*Task brief*: Reproduce every one of the records below word for word, keeping each line in its original order.

*Data extract*:
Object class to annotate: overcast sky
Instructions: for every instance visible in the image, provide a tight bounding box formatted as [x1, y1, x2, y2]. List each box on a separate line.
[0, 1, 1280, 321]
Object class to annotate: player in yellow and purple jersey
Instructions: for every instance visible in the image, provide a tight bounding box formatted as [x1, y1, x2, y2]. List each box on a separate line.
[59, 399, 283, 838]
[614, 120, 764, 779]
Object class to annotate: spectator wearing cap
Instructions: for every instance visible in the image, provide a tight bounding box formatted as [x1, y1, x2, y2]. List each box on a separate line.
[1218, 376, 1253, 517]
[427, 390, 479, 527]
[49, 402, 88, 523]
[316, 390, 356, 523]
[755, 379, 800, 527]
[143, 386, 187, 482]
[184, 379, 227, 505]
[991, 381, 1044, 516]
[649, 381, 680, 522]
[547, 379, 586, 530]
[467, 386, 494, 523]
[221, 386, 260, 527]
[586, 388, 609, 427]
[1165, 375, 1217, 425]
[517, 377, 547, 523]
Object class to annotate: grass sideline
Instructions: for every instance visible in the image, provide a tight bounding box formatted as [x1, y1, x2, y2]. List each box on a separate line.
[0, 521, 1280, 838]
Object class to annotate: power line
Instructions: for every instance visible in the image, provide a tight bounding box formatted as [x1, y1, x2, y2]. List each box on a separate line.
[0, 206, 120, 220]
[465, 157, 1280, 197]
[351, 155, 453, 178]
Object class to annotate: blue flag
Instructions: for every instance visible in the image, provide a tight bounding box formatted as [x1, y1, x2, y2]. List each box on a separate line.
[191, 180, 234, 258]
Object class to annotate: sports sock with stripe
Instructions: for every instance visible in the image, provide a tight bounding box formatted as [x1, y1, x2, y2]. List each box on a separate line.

*Answer for this exercise*:
Object class to annotate: overcast sky
Instructions: for every instance visible in the image, provide a tight bounding box formatted as [x1, y1, x2, y2]. List each box on a separate line.
[0, 1, 1280, 321]
Object class to annotate: player in yellow and purple jersey
Instructions: for every instance visible in the image, provide a tight bounding box formatted as [x1, y1, x2, y2]. List each box on a separate line.
[59, 399, 283, 838]
[614, 120, 764, 779]
Object class to annotate: spectator wearing cap
Instructions: for every instance visible in the image, provide a tight bounding box formatted as [x1, y1, x2, y2]. List each box on a separate line.
[1218, 376, 1253, 517]
[427, 390, 479, 527]
[49, 402, 88, 523]
[316, 390, 356, 523]
[755, 379, 800, 527]
[143, 386, 187, 482]
[184, 379, 227, 505]
[991, 381, 1044, 516]
[649, 381, 680, 522]
[547, 379, 586, 530]
[467, 386, 494, 523]
[221, 386, 260, 527]
[586, 388, 609, 427]
[1165, 375, 1217, 425]
[517, 377, 547, 523]
Object class to annotate: grass sideline
Instructions: for every instance visible in the image, provide a tight bounding box formatted as [x1, y1, x2, y2]. List each box on a separate line.
[0, 521, 1280, 838]
Object class to annotate: power line
Instructions: for every instance visible in the image, provide a tight bounding box formatted as [x1, y1, x2, y2]. List each box on a separate line.
[0, 206, 120, 220]
[465, 157, 1280, 197]
[351, 155, 453, 178]
Object class to annotate: blue flag
Instructions: for every instance visible in the image, provide a tight bounding box formatted as [x1, y1, x2, y2]. List each box on a separate line.
[191, 180, 234, 258]
Object class to annotate: sports sock with stripe
Instructions: for every instance visible in the image, provide a tight bounding box formatted as [x1, y1, x2, y2]. List each box on a separate line.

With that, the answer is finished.